▶ **Problems and tasks**:
a) Please quote the passage on the expanding Universe word for word, beginning at the words "Dr. Carl Sagan" and stopping after "understanding The Universe.".
b) In the passage on the expanding Universe, what does Sagan say human beings are not capable of?

[start Page text]

Dr. Carl Sagan said in his forward to Dr. Stephen Hawking’s A Brief History of Time, (I am paraphrasing) “We know the Universe is everything. We know The Universe is expanding. If The Universe is everything and it is expanding, into what is it expanding?” He went on to say that, as human beings, we are not capable of understanding The Universe.
I don’t know why I don’t listen to that statement and stop asking myself these kinds of questions. They are obviously beyond my ability to comprehend, but I find my way back to them at various times. Or they find their way back to me. One way or another.

[end Page text]
[start Material supplied]

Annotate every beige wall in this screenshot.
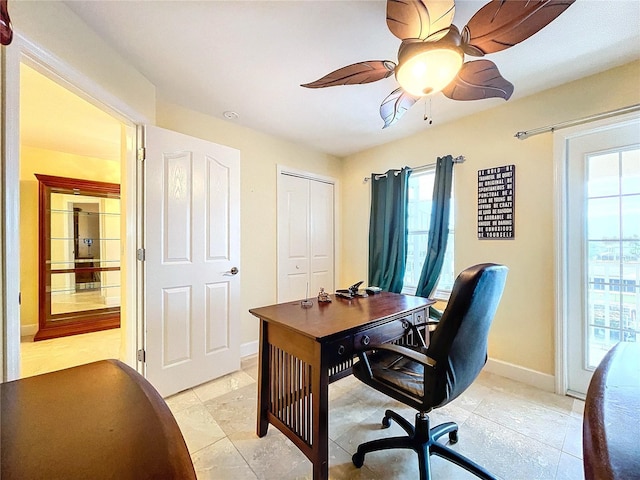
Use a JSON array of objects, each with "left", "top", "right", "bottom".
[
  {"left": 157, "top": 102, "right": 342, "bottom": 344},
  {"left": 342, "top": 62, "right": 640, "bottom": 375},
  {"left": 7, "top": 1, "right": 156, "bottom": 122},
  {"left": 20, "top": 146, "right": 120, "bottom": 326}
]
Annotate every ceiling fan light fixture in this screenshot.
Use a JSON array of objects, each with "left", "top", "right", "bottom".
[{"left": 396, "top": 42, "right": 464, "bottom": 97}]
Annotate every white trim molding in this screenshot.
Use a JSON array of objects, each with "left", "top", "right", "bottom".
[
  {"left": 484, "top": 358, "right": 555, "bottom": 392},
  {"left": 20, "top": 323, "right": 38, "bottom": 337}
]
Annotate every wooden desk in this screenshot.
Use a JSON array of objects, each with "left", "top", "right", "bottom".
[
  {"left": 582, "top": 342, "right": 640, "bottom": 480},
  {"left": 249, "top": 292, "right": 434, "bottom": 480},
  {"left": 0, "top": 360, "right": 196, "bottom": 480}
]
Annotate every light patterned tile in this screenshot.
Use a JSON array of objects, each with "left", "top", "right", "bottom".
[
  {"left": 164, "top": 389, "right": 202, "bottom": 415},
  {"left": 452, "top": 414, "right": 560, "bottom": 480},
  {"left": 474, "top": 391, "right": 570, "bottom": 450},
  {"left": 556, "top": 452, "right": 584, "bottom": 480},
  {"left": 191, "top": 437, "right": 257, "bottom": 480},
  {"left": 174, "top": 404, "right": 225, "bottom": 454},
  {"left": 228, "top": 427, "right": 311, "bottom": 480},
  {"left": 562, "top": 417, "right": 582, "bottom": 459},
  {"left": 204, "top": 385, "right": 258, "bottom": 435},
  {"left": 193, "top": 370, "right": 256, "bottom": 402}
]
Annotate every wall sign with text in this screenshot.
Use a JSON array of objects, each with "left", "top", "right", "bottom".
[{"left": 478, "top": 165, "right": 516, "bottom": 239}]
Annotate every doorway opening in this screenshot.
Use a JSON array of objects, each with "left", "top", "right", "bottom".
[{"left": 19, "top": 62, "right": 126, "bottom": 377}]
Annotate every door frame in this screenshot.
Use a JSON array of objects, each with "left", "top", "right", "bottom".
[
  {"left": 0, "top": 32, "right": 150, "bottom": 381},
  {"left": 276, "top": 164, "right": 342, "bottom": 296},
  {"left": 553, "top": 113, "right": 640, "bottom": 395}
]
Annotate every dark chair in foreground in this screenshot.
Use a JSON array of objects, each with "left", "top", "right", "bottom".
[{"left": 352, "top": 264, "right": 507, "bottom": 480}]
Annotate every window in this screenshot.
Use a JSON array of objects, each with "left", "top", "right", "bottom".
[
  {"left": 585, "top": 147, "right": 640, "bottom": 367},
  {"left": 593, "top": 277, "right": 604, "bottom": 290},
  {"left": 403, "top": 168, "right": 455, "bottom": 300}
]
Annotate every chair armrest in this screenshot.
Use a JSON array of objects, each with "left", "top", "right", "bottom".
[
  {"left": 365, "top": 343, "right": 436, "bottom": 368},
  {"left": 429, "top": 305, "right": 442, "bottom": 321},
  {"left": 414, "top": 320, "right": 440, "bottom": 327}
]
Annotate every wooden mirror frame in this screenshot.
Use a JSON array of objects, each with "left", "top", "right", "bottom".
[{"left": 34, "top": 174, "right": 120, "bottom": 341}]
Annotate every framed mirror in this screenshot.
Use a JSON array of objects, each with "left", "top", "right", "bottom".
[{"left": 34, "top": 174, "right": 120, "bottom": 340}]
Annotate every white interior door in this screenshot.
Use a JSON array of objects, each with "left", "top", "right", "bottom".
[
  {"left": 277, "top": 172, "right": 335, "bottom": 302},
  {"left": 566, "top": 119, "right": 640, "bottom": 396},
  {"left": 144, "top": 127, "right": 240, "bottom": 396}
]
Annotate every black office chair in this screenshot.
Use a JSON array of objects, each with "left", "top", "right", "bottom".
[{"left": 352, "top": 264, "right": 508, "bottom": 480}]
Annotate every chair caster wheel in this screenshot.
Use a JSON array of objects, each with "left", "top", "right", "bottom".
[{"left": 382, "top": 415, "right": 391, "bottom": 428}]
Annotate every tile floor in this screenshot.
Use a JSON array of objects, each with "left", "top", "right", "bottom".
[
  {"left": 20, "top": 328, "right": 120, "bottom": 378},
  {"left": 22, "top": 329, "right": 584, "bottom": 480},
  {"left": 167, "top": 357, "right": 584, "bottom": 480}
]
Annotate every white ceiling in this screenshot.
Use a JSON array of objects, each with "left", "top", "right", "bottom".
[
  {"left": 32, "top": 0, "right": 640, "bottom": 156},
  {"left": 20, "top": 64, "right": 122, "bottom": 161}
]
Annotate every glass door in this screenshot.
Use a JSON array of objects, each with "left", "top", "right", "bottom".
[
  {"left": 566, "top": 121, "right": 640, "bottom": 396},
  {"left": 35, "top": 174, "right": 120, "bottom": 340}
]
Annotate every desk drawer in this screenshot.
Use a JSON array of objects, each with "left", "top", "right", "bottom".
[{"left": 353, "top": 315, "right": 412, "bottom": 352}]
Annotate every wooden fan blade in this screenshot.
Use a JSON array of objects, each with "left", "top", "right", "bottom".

[end Material supplied]

▶ **The replies**:
a)
Dr. Carl Sagan said in his forward to Dr. Stephen Hawking’s A Brief History of Time, (I am paraphrasing) “We know the Universe is everything. We know The Universe is expanding. If The Universe is everything and it is expanding, into what is it expanding?” He went on to say that, as human beings, we are not capable of understanding The Universe.

b) Understanding The Universe.